文档节选:
##########

You can add any number of sublayers and arrange them into sublayer hierarchies, if you want. However, at some point, those layers must be attached to the layer object of a view.

如果你需要，你可以添加任何数量的子层并把它们整理到子层层次结构里。然而，在一些时候，那些层必须被连接到一个视图的层对象上。

For information on how to work with layers directly, see Core Animation Programming Guide.

关于如何跟层直接工作的信息，请看Core Animation Programming Guide.

Defining a Custom View

六、定义一个自定义视图

If the standard system views do not do exactly what you need, you can define a custom view. Custom views give you total control over the appearance of your application’s content and how interactions with that content are handled.

如果标准系统视图不是你所需要的，你可以定义一个自定义视图。自定义视图让你完全控制应用程序呢荣的外形，以及如何处理跟那些内容的交互。

Checklist for Implementing a Custom View

1、实现一个自定义视图的清单

The job of a custom view is to present content and manage interactions with that content. The successful implementation of a custom view involves more than just drawing and handling events, though. The following checklist includes the more important methods you can override (and behaviors you can provide) when implementing a custom view:

一个自定义视图的工作是呈现内容并管理与该内容的交互。但是，一个自定义视图的成功实现不仅仅涉及绘制和处理事件。以下清单包含了更多你实现一个自定义视图时可以重载的重要方法(以及你可以提供的行为)：

Define the appropriate initialization methods for your view:

为你的视图定义合适的初始化方法：
- For views you plan to create programmatically, override the initWithFrame: method or define a custom initialization method.
  
  对于你计划通过程序创建的视图，重载initWithFrame: 方法，或定义一个自定义初始化方法。
- For views you plan to load from nib files, override the initWithCoder: method. Use this method to initialize your view and put it into a known state.
  
  对于你计划从nib文件载入的视图，重载initWithCoder: 方法。使用该方法来初始化你的视图并把它放入已知的状态。

##########

数据摘录:
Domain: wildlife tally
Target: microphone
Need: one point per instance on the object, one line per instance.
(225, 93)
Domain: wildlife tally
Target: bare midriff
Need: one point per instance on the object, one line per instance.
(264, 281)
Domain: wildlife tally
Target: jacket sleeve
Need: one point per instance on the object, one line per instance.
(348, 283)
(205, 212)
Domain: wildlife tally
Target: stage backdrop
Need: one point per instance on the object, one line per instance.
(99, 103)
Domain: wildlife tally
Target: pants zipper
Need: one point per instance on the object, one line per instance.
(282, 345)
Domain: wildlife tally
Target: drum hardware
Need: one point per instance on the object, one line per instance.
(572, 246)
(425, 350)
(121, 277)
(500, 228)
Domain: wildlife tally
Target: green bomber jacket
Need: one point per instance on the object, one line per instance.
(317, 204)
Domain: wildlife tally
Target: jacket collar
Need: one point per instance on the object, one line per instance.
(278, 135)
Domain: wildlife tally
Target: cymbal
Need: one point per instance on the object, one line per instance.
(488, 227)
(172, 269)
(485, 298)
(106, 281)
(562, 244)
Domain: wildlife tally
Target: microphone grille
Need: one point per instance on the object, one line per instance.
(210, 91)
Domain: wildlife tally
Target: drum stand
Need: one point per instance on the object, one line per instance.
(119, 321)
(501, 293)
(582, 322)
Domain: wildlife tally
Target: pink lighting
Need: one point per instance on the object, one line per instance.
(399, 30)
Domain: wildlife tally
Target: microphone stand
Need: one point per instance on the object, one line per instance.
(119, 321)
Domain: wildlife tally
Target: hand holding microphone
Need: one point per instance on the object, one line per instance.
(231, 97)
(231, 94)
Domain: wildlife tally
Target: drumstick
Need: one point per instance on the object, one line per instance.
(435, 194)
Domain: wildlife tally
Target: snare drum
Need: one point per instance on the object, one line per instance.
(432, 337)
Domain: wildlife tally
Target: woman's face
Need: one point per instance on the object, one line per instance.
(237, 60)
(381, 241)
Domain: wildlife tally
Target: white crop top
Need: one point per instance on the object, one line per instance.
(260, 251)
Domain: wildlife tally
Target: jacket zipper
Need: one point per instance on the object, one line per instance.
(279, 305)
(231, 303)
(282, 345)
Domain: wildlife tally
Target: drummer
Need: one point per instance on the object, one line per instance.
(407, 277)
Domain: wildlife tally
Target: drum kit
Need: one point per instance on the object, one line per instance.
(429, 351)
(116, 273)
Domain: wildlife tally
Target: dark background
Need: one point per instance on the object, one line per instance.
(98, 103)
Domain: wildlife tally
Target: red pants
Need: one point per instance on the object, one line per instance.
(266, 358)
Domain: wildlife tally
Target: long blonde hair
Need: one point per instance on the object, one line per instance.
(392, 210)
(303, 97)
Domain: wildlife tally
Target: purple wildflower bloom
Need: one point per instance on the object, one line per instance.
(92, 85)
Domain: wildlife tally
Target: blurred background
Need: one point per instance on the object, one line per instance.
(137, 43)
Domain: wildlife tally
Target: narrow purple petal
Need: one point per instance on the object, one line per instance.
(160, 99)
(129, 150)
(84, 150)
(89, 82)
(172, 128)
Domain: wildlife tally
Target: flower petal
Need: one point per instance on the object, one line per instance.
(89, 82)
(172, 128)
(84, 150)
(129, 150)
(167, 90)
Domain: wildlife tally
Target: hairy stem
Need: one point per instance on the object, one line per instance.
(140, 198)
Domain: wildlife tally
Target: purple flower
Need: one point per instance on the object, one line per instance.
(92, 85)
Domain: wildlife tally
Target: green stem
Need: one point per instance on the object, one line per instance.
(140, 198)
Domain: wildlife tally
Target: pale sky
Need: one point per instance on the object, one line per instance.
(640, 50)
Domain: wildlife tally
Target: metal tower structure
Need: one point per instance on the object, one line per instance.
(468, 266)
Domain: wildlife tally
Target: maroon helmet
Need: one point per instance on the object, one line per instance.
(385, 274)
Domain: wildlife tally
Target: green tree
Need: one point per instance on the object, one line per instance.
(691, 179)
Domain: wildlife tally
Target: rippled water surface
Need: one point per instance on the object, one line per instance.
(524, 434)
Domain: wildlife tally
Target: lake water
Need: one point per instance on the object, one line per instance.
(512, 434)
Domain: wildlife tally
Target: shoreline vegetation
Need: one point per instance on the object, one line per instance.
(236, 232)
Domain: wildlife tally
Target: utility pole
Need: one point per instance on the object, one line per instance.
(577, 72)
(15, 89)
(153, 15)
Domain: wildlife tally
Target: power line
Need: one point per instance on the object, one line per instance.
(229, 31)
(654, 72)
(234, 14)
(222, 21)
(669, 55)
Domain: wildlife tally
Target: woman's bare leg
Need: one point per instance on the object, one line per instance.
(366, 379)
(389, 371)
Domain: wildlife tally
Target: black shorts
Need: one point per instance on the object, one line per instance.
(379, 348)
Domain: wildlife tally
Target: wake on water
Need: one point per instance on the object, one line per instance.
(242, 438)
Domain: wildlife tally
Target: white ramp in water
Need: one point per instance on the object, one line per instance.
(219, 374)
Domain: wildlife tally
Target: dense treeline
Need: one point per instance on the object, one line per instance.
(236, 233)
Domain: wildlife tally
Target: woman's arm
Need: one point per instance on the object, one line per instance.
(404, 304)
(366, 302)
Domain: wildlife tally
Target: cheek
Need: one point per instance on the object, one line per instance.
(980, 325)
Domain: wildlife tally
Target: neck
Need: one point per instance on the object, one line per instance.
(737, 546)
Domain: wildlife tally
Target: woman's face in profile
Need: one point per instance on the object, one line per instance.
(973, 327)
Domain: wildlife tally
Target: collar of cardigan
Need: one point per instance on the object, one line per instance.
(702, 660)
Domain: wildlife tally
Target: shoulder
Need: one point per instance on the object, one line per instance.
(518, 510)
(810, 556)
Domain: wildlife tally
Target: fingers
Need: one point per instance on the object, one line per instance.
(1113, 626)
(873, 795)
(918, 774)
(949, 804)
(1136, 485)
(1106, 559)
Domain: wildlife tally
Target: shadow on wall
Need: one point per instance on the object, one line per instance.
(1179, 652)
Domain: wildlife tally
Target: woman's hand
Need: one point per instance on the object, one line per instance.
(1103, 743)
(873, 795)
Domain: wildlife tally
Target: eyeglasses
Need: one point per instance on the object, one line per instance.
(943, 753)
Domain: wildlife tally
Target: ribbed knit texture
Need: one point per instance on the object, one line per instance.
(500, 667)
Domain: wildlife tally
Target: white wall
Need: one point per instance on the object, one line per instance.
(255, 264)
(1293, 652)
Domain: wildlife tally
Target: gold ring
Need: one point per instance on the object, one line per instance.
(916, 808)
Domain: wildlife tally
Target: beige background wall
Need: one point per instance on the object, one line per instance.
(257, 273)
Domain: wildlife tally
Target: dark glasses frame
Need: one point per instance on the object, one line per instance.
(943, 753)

##########

任务详情:
续写这段讲自定义视图的文档节选，从最后一句之后接着写。 这些记录与此无关。

正确答案:
Implement a dealloc method to handle the cleanup of any custom data.

实现一个 dealloc方法来处理任何自定义数据的清理工作。
To handle any custom drawing, override the drawRect: method and do your drawing there.

要想处理任何自定义绘制，重载drawRect:方法，并在那完成绘图。
Set the autoresizingMask property of the view to define its autoresizing behavior.

设置视图的autoresizingMask 属性来定义它的自动调整尺寸行为。
If your view class manages one or more integral subviews, do the following:

如果你的视图类管理一个或多个基本的子视图，完成以下事情：
- Create those subviews during your view’s initialization sequence.
  
  在你的视图初始化序列期间创建那些子视图。
- Set the autoresizingMask property of each subview at creation time.
  
  在创建时设置每个子视图的autoresizingMask 属性。
- If your subviews require custom layout, override the layoutSubviews method and implement your layout code there.
  
  如果你的子视图要求自定义布局，重载 layoutSubviews 方法并在这里实现你的布局代码。
To handle touch-based events, do the following:

要想处理基于触摸的事件，完成以下事情：
- Attach any suitable gesture recognizers to the view by using the addGestureRecognizer: method.
  
  通过使用addGestureRecognizer: 方法来把任何合适的手势识别连接到视图。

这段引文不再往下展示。